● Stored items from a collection
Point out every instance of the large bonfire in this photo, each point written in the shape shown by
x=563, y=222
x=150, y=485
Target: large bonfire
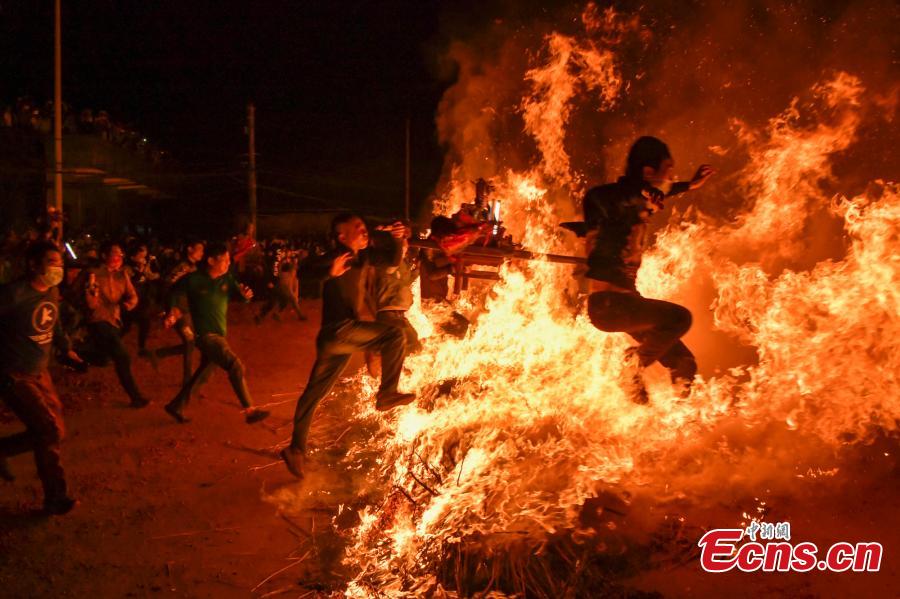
x=524, y=422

● The task
Rewrite the records with every "large bonfire" changed to "big campfire" and nothing else altered, omitting the pictures.

● Result
Point out every instance of the big campfire in this photo, each point written in the shape shown by
x=563, y=222
x=150, y=485
Target: big campfire
x=524, y=422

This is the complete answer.